= DOCUMENT EXCERPT =
>> Begin

Previous curling operations have been effective for only a narrow range of paper weights. For example, these previous curling operations could not be reliably defined for lightweight, medium weight, and heavy weight papers. Typically these previous curling operations could be designed for only a small range of paper weights, and any curling of paper weights lying outside this small range was randomly effective.

U.S. Pat. No. 5,316,539 to Leemhuis et al., issued May 31, 1994, is an example of these previous curling operations. The apparatus disclosed in this patent is constrained by the use of heavy weight paper. Because heavy weight paper often requires little curling, heavy weight paper defines the maximum amount of curling that the apparatus can apply. The curling operation disclosed in this patent linearly operates from this point of maximum curl. A linear curling operation cannot reliably curl paper weights lying outside this narrow linear range.

There is, accordingly, a need in the art for an apparatus which curls a greater range of paper and is predictable and definable for this greater range of paper weight.

SUMMARY OF THE INVENTION

The aforementioned problems are resolved by an apparatus for curling material as described herein. The apparatus includes a first guide surface and a second guide surface opposite the first guide surface. Means for pivoting the second guide surface is included, with the means for pivoting operating to pivot the second guide surface toward the first guide surface and away from the first guide surface. Means for biasing the second guide surface toward the first guide surface is also included, with the means for biasing having a variable or discontinuous rate characteristic. The variable rate characteristic allows the second guide surface to pivot away from the first guide surface in proportion to the rigidity of the material to be straightened. Materials of varying rigidities are passed between the first guide surface and the second guide surface and the apparatus curls the material for subsequent processing.

>> End

= ENTRIES =

>> Begin

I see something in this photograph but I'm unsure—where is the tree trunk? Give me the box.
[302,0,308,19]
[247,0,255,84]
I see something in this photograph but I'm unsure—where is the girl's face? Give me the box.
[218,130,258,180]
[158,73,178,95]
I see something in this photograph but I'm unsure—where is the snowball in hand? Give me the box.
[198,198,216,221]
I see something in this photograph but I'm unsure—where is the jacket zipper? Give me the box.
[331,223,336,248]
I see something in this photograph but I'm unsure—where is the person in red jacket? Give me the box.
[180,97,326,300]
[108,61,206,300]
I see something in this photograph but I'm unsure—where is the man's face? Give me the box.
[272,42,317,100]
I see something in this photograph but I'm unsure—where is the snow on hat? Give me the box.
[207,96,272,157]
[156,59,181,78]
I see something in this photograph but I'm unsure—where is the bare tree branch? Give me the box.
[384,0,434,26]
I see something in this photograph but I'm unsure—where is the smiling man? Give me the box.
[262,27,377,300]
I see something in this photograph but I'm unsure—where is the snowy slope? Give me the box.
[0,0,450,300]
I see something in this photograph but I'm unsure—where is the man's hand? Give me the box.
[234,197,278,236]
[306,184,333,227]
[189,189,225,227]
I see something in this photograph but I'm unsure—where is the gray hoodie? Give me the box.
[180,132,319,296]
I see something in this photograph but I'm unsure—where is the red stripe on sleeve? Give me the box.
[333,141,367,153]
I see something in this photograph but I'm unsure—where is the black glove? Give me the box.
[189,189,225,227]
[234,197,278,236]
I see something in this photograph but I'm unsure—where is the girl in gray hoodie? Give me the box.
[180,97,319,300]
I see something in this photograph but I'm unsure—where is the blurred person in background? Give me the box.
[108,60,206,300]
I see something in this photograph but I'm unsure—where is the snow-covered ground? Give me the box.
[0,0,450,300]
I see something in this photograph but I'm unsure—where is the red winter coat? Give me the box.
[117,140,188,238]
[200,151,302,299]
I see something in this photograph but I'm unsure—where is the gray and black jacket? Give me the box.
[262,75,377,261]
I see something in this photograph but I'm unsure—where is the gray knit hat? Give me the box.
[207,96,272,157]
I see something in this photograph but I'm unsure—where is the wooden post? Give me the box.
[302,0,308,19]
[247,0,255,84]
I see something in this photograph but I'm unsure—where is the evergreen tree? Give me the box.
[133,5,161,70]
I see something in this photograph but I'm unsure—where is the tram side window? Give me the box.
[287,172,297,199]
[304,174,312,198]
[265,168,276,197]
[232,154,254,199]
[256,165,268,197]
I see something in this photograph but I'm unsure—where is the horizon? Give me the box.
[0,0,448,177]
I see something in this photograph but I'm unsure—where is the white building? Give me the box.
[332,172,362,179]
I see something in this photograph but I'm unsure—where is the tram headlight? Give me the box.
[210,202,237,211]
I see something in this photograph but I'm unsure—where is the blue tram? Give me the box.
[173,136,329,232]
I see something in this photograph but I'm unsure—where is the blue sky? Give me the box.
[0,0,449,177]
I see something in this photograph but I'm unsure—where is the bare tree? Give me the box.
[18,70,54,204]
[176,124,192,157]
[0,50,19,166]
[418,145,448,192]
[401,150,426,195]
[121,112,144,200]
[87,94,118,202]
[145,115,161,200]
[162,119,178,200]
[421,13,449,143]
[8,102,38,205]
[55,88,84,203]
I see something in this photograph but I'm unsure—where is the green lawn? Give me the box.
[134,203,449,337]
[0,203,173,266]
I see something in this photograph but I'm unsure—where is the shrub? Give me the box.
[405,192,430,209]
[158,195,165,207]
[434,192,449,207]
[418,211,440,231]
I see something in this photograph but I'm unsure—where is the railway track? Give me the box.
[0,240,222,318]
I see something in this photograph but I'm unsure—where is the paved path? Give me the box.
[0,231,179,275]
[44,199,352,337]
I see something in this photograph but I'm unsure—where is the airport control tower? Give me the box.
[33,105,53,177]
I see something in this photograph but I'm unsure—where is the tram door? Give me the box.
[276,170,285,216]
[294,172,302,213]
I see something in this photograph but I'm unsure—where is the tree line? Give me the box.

>> End

= REQUESTS =
A. According to the paper-curling patent excerpt, what defines the maximum amount of curling that the apparatus of U.S. Pat. No. 5,316,539 can apply?
B. Continue the paper-curling patent excerpt from the point where it stops.
The records were taken from a separate source and are unrelated to the text.

= ANSWERS PROVIDED =
A. Heavy weight paper defines the maximum amount of curling that apparatus can apply.

B.
An apparatus for curling paper is also disclosed. The apparatus includes a decurl roller and a decurl guide opposite the decurl roller. The decurl guide is mounted on a pin and pivots about the pin. A spring includes a first end attached to the decurl guide and a second end attached to a stationary point of the apparatus. At least one limiting feature is positioned such that as the decurl guide pivots away from the decurl roller, a coil of the spring contacts the limiting feature(s) to produce a variable rate characteristic of the spring. This variable rate characteristic allows the second guide surface to pivot away from the first guide surface in proportion to the rigidity of the paper to be curled. The paper is passed between the decurl roller and the decurl guide and the apparatus curls the paper for subsequent processing.

BRIEF DESCRIPTION OF THE DRAWINGS

These and other features, aspects, and advantages of the present invention will be better understood when the following Detailed Description is read with reference to the accompanying drawings wherein:

FIG. 1 is a perspective side view of an apparatus for curling paper according to one embodiment of the present invention;

FIGS. 2a through 2c are a series of perspective side views of the apparatus curling various weight papers;

FIG. 3 is a graph showing the torque required to displace a decurl guide using previous linear spring designs and using a variable rate spring of the present invention; and

FIGS. 4 and 5 show the apparatus of FIG. 1 operating in an electrophotographic printer.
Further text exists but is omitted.